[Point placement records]
☆ ☆ ☆ ☆ ☆
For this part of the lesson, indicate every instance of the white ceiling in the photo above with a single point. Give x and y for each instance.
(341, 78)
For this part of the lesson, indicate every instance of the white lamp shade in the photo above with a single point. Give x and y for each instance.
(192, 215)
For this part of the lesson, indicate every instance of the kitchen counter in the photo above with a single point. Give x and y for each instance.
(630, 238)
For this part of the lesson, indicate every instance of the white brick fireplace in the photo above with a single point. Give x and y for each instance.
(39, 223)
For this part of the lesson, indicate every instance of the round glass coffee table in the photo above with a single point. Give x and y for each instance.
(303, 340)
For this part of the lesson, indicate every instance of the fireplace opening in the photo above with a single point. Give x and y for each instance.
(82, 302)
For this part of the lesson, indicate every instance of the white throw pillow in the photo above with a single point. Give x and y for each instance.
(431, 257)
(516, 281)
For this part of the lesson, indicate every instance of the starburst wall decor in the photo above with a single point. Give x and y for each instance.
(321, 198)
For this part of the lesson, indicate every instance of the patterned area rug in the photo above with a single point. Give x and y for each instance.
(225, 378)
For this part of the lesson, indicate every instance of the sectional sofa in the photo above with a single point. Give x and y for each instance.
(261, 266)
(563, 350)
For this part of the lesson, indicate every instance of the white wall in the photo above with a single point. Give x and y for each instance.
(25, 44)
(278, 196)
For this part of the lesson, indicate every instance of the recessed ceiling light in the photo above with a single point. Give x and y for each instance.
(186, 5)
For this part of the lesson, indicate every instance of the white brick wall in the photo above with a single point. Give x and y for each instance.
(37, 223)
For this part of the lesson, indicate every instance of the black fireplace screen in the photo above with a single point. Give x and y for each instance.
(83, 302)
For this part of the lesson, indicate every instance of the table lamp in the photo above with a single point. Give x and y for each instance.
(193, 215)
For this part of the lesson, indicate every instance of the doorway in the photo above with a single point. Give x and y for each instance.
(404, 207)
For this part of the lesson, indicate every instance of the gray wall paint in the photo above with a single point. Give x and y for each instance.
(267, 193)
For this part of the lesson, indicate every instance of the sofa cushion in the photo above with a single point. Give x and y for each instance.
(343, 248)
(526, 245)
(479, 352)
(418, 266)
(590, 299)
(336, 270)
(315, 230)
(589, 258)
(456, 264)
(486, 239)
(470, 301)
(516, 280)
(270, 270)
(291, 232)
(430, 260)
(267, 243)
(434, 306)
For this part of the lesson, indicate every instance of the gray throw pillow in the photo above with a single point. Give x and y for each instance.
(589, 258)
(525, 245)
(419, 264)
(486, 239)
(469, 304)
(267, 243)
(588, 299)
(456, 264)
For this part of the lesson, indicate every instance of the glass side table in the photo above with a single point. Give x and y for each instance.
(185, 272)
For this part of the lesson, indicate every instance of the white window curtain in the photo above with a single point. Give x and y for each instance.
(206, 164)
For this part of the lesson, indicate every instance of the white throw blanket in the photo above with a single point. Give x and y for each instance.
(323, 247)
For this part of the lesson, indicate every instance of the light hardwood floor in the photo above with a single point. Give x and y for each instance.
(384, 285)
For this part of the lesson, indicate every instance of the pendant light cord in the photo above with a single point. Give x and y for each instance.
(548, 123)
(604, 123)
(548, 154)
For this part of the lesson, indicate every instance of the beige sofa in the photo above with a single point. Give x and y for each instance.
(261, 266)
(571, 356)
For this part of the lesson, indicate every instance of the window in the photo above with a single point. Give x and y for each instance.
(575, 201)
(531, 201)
☆ ☆ ☆ ☆ ☆
- [Task goal]: Copy out every line of the material above word for word.

- [Response]:
For this part of the lesson, indicate every instance of the white ceiling in the photo above with a single point. Give x and y for each instance.
(341, 78)
For this part of the lesson, indicate every instance of the white lamp shade in the photo above with a single point. Give x and y for each instance.
(192, 215)
For this part of the lesson, indicate every instance of the kitchen counter in the photo above with a single point. Give x and y for each instance.
(630, 238)
For this part of the lesson, indicate every instance of the white brick fireplace in the photo above with a single point. Give x and y for each instance.
(39, 223)
For this part of the lesson, indicate every instance of the round glass coffee table in the photo above with a single point. Give x and y for each instance.
(303, 340)
For this part of the lesson, indicate every instance of the fireplace opening in the photo above with a single point. Give x and y for each instance.
(82, 302)
For this part of the lesson, indicate every instance of the white throw pillow in the photo above with a single point. Give x and y for each instance.
(431, 257)
(516, 281)
For this part of the lesson, indicate every instance of the starburst wall decor in the photo above with a single point. Give x and y for each instance.
(321, 198)
For this part of the lesson, indicate every instance of the patterned area rug in the photo above with a single point. Give x and y for each instance.
(225, 378)
For this part of the lesson, indicate every instance of the sectional sofa in the photo above with a single point. Give x and y for each instance.
(261, 266)
(563, 350)
For this part of the lesson, indicate every instance of the white wall in the photo above with a single point. Give x and y for each instance.
(25, 44)
(278, 196)
For this part of the lesson, indicate every instance of the recessed ceiling light in the photo above with a single point. Give x and y for each instance.
(186, 5)
For this part of the lesson, indicate every instance of the white brick wall in the photo above with a single point. Give x and y for each instance.
(37, 223)
For this part of the lesson, indicate every instance of the black fireplace screen in the photo above with a single point. Give x and y for each instance.
(83, 302)
For this part of the lesson, indicate every instance of the table lamp in the photo above with a single point. Give x and y for each instance.
(193, 215)
For this part of the lesson, indicate every instance of the doorway in the photo above with a single point. Give x and y for each instance.
(404, 207)
For this part of the lesson, indicate every instance of the gray wall paint in the photo above with a single point. Give x and y for each instance.
(267, 193)
For this part of the lesson, indicate every instance of the sofa cushion in the photo above with a single point. Give x and y for each instance.
(343, 248)
(526, 245)
(479, 352)
(418, 266)
(590, 299)
(336, 270)
(315, 230)
(589, 258)
(456, 264)
(486, 239)
(470, 301)
(516, 280)
(270, 270)
(291, 232)
(430, 260)
(267, 243)
(434, 306)
For this part of the lesson, indicate every instance of the gray throw pillow in the photo above with a single point. Give x and y for each instance.
(589, 258)
(525, 245)
(419, 264)
(486, 239)
(469, 304)
(267, 243)
(588, 299)
(456, 264)
For this part of the lesson, indicate every instance of the glass side table in the photo above with a single point. Give x and y for each instance.
(185, 272)
For this part of the lesson, indicate every instance of the white window curtain in the photo above with a single point. Give x and y for each instance.
(206, 164)
For this part of the lesson, indicate every instance of the white throw blanket in the photo above with a single point. Give x and y for each instance.
(323, 247)
For this part of the lesson, indicate every instance of the light hardwood floor in the photo above with a single point. Give x and y for each instance.
(384, 285)
For this part of the lesson, indicate every instance of the pendant light cord in the photo above with a single point. Give x and y for each instance.
(548, 123)
(604, 123)
(548, 154)
For this part of the lesson, indicate every instance of the beige sofa in the photo above with a single point. Give x and y for each instance.
(261, 266)
(571, 356)
For this part of the lesson, indicate every instance of the window in the photo above with a single point. Give x and y for each instance.
(575, 201)
(531, 201)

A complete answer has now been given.